**PROBLEM DETAILS**.
Return the lines exactly, starting with the line that contains "Target: black shorts" and going on through the line that contains "151], [321, 154]]", with both of those lines included. Leave the pictures out of your answer.

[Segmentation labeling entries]
·····

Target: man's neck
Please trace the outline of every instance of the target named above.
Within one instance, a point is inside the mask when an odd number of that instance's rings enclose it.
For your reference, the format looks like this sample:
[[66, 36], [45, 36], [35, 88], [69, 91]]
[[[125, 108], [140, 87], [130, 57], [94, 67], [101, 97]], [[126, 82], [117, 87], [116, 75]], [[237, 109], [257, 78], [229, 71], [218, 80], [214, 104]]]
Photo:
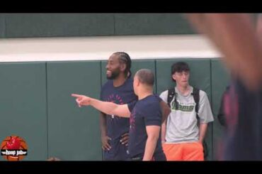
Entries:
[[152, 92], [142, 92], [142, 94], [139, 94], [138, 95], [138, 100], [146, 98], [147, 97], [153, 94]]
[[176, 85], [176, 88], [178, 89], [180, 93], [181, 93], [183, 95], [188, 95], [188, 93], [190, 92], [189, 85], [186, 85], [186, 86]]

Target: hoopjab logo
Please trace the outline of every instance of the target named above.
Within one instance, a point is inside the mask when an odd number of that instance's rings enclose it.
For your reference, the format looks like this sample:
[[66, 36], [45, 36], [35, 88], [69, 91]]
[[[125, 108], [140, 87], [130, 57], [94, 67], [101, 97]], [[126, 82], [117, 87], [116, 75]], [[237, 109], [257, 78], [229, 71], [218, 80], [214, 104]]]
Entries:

·····

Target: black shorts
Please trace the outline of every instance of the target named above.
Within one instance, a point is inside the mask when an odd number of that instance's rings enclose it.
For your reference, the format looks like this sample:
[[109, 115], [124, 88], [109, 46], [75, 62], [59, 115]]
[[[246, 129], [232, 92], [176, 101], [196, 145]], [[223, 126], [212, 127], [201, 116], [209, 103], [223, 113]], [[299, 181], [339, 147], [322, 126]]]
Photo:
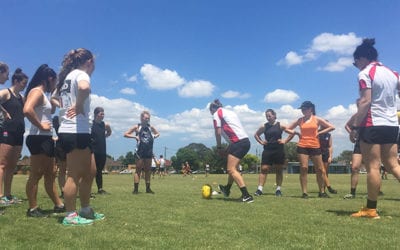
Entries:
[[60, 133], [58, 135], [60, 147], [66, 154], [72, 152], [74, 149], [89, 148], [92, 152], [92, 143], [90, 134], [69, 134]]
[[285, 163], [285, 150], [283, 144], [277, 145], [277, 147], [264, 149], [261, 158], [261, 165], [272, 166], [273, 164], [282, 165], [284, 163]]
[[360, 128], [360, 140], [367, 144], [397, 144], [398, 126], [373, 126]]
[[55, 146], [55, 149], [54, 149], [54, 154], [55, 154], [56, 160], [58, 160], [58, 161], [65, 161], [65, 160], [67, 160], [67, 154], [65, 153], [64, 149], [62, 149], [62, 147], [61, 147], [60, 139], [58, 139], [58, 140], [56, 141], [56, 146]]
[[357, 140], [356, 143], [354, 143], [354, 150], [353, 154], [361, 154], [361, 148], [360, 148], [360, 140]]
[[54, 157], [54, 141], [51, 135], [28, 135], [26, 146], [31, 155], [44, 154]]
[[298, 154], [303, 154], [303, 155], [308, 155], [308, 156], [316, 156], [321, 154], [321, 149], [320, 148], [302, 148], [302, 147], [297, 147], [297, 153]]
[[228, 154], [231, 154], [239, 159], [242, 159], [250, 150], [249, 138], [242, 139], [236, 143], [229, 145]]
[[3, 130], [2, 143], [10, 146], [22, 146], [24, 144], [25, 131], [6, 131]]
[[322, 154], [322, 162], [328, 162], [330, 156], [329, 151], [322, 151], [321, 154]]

·····

**ANSWER TO THE TASK**.
Target: black shorts
Please trace the outline of every instance of the target named above.
Within one instance, a point is inside the mask when an odd number of that instance's rings enclose it.
For your reference, the format looks like this sample:
[[109, 115], [124, 88], [109, 46], [75, 62], [59, 115]]
[[[246, 129], [232, 92], [176, 101], [196, 145]], [[223, 126], [212, 127], [201, 116], [209, 103], [223, 113]], [[299, 181], [339, 147], [322, 126]]]
Photo:
Entries:
[[60, 133], [58, 135], [60, 147], [66, 154], [72, 152], [74, 149], [89, 148], [92, 152], [92, 143], [90, 134], [69, 134]]
[[285, 163], [285, 150], [283, 144], [277, 145], [277, 147], [264, 149], [261, 158], [261, 165], [272, 166], [273, 164], [282, 165], [284, 163]]
[[360, 128], [360, 140], [367, 144], [397, 144], [398, 126], [373, 126]]
[[55, 146], [55, 149], [54, 149], [54, 154], [55, 154], [56, 160], [58, 160], [58, 161], [65, 161], [65, 160], [67, 160], [67, 154], [65, 153], [64, 149], [62, 149], [62, 147], [61, 147], [60, 139], [58, 139], [58, 140], [56, 141], [56, 146]]
[[357, 140], [356, 143], [354, 143], [354, 150], [353, 154], [361, 154], [361, 148], [360, 148], [360, 140]]
[[54, 157], [54, 141], [51, 135], [28, 135], [26, 146], [31, 155], [44, 154]]
[[298, 154], [303, 154], [303, 155], [308, 155], [308, 156], [316, 156], [321, 154], [321, 149], [320, 148], [302, 148], [302, 147], [297, 147], [297, 153]]
[[228, 154], [231, 154], [239, 159], [242, 159], [250, 150], [249, 138], [242, 139], [236, 143], [229, 145]]
[[3, 130], [2, 143], [10, 146], [22, 146], [24, 144], [25, 131], [6, 131]]
[[322, 154], [322, 162], [328, 162], [330, 156], [329, 151], [322, 151], [321, 154]]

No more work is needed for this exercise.